> ENUNCIADO 1:
Duplique, da conversa de fórum sobre o português, tudo desde "Opera, permita-me, acho" até "os confundir mais.".
> ENUNCIADO 2:
Relacione todos os nomes de usuário que assinam mensagens na conversa de fórum sobre o português, citando cada um apenas uma vez.

> TEXTO EXTRAÍDO:
Porque vejo? E o verbo ver, não è? ah porque olhar è ver ehehe

Eu quis dir "ouço os Madredeus". Não sei porque disse olho


----------



## Opera fan

Eu quis *dizer* "ouço os Madredeus".


----------



## Shy1986

Dizer...verdadeiro...

Muito obrigada. Hà sò dois anos que estudo portugues


----------



## Opera fan

Há dias que nada sai bem!


----------



## Vanda

Shy, haja o que houver, continue, porque você está se saindo muito bem. 
Aproveitando, nossos acentos vão para o lado contrário dos seus: h*á*, s*ó .*


----------



## Shy1986

Sei que os acentos vão para o contrario mas no meu teclado não estão os vossos acentos. Tinho sò essos... 

Opera que queres dizer com "hà dias que nada sai bem"?


----------



## Opera fan

Quere dizer que ainda que se saiba dizer, escrever, fazer, cosinhar, etc., etc. "niente va bene"


Ed. A proposito, gostei muito como empregou a palavra "vossos"


----------



## Shy1986

Porque gostaste muito como empregei a palavra "vossos"??

Ah "hà dias que nada sai bem"="sono giorni che niente va bene"

Falas um pouco Italiano?


----------



## Opera fan

empreg *u *ei

"vossos"  e'  assunto para outro thread

Un po'


----------



## moura

Ja agora: para quem possa, vale a pena ouvir "Haja o que houver" cantado em duo pela Teresa Salgueiro dos Madredeus e o Jose Carreras (tenor espanhol) Sublime!!!


----------



## Shy1986

uh obrigada


----------



## Ricardo Tavares

Opera fan said:


> Quere dizer que ainda que se saiba dizer, escrever, fazer, cosinhar  , etc., etc. "niente va bene"
> 
> 
> Ed. A proposito, gostei muito como empregou a palavra "vossos"


Opera, permita-me, acho que você quis escrever "cozinhar".


----------



## Opera fan

R.T.
Certo!  Preciso de ter mais cuidado a escrever. No fim de contas, estamos aqui para ajudar aqueles que querem aprender português e não para os confundir mais.


----------



## Shy1986

eu sei a diferença entre coser e cocer


----------



## asmborges

O que é cocer?


----------



## Shy1986

ehm cozer nao cocer perdoa-me


----------

> LINHAS:
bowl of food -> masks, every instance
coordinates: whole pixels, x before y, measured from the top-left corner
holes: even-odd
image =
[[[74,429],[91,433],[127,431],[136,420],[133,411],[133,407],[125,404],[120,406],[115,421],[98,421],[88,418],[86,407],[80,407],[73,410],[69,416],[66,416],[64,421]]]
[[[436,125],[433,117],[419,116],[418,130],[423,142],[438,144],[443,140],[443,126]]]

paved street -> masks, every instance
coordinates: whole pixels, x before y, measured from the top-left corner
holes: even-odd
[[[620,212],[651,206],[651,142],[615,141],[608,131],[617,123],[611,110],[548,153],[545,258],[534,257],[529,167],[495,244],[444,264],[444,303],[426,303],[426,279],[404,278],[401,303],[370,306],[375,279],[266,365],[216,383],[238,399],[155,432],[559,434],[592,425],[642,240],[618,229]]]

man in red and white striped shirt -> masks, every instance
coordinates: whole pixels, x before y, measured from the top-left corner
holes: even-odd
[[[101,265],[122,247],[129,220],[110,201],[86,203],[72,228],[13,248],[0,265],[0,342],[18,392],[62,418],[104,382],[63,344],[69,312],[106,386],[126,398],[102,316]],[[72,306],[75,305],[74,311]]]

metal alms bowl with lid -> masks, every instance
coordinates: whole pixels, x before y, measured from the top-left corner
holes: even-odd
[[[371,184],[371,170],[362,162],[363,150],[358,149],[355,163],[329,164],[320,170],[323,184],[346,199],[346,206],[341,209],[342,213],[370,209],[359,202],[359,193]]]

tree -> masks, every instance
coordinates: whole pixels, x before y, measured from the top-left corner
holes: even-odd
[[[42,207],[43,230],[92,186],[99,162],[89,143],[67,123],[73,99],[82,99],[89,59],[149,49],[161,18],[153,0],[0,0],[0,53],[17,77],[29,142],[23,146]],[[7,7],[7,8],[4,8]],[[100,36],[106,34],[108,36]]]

> RESOLUÇÃO 1:
Opera, permita-me, acho que você quis escrever "cozinhar".


----------



## Opera fan

R.T.
Certo!  Preciso de ter mais cuidado a escrever. No fim de contas, estamos aqui para ajudar aqueles que querem aprender português e não para os confundir mais.

> RESOLUÇÃO 2:
Opera fan
Shy1986
Vanda
moura
Ricardo Tavares
asmborges